Repeat the whole of the data, keeping every detail the same.

—————

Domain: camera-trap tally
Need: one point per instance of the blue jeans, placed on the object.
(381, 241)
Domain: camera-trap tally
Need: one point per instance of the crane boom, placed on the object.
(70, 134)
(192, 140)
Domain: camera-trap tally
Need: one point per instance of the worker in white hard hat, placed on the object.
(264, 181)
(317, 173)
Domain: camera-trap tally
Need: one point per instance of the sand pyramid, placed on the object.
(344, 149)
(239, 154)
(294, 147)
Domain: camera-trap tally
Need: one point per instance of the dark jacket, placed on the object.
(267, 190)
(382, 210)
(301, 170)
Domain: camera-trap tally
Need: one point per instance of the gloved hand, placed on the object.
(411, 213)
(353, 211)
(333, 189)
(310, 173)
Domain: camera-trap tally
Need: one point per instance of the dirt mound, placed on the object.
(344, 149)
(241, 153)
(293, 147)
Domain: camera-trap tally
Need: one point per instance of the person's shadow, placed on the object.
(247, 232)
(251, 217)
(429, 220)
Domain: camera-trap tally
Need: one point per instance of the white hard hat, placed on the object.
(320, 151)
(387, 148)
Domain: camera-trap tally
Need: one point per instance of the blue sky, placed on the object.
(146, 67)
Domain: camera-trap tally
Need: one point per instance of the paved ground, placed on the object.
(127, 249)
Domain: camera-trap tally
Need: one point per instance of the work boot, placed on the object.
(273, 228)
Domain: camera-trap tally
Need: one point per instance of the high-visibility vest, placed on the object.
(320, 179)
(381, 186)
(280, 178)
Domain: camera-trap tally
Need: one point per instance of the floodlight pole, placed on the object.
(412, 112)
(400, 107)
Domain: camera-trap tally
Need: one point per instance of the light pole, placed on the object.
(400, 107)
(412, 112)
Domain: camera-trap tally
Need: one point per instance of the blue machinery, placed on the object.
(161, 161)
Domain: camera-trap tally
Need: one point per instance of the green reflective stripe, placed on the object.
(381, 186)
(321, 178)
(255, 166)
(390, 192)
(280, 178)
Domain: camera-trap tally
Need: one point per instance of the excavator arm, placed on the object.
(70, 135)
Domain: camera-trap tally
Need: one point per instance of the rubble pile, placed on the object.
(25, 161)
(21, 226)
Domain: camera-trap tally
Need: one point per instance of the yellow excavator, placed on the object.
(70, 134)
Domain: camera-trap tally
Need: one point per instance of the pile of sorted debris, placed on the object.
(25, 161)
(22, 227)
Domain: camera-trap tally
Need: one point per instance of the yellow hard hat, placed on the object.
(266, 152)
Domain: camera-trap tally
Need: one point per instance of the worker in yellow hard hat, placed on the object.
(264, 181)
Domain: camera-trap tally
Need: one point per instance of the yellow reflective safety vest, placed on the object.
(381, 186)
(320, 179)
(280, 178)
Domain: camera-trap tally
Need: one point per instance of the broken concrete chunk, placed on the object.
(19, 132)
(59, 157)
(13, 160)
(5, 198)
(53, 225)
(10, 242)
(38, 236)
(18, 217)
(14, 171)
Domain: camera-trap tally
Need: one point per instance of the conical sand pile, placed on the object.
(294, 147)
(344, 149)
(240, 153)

—————

* _WORKED ANSWER_
Domain: camera-trap tally
Need: one point per instance of the blue jeans, placed on the object.
(381, 241)
Domain: camera-trap tally
Need: one point per instance of the crane boom, placed on the object.
(70, 134)
(192, 140)
Domain: camera-trap tally
Need: one point per instance of the worker in white hard hat, placed on the object.
(264, 181)
(317, 173)
Domain: camera-trap tally
Need: one point per instance of the sand pyramid, placed on the object.
(344, 149)
(239, 154)
(294, 147)
Domain: camera-trap tally
Need: one point per instance of the dark jacket, placed on the object.
(267, 190)
(382, 210)
(301, 170)
Domain: camera-trap tally
Need: one point per instance of the gloved hand, placed on the object.
(411, 213)
(353, 211)
(333, 189)
(310, 173)
Domain: camera-trap tally
Need: one point per instance of the dirt mound, placed on the object.
(344, 149)
(241, 153)
(293, 147)
Domain: camera-trap tally
Need: one point per instance of the person's shadow, placed on the object.
(247, 232)
(251, 217)
(429, 220)
Domain: camera-trap tally
Need: one point per instance of the white hard hat, placed on the object.
(320, 151)
(387, 148)
Domain: camera-trap tally
Need: one point per instance of the blue sky, placed on the object.
(146, 67)
Domain: camera-trap tally
Need: one point per instance of the paved ground, placed on the object.
(127, 249)
Domain: camera-trap tally
Need: one point per instance of the work boot, placed on the object.
(273, 228)
Domain: camera-trap tally
Need: one point per instance of the high-visibility vest, placed on the object.
(320, 179)
(381, 186)
(280, 178)
Domain: camera-trap tally
Need: one point per instance of the floodlight pole, placed on the object.
(412, 112)
(400, 107)
Domain: camera-trap tally
Need: one point per instance of the light pole, placed on the object.
(400, 107)
(412, 112)
Domain: camera-trap tally
Need: one point per instance of the blue machinery, placed on the object.
(161, 161)
Domain: camera-trap tally
Need: one point per instance of the green reflective stripe, placed on the object.
(381, 186)
(321, 178)
(255, 166)
(390, 192)
(280, 178)
Domain: camera-trap tally
Need: one point per instance of the excavator arm, placed on the object.
(70, 135)
Domain: camera-trap tally
Need: one point per instance of the rubble pile, placed on the object.
(25, 161)
(21, 226)
Domain: camera-trap tally
Need: one point per instance of the yellow excavator, placed on the object.
(70, 134)
Domain: camera-trap tally
Need: one point per instance of the pile of sorted debris, placed on the object.
(25, 161)
(22, 227)
Domain: camera-trap tally
Need: one point per instance of the yellow hard hat, placed on the object.
(266, 152)
Domain: camera-trap tally
Need: one point per instance of the worker in yellow hard hat, placed on the object.
(264, 181)
Domain: camera-trap tally
Need: one point per instance of the yellow reflective safety vest, placed on the object.
(381, 186)
(320, 179)
(280, 178)
Domain: camera-trap tally
Need: one point per instance of the broken concrete chunk, placed on the object.
(19, 132)
(59, 157)
(13, 160)
(5, 198)
(53, 225)
(10, 242)
(38, 236)
(18, 217)
(14, 171)
Domain: camera-trap tally
Need: one point per instance of the conical sand pile, placed on the object.
(294, 147)
(344, 149)
(240, 153)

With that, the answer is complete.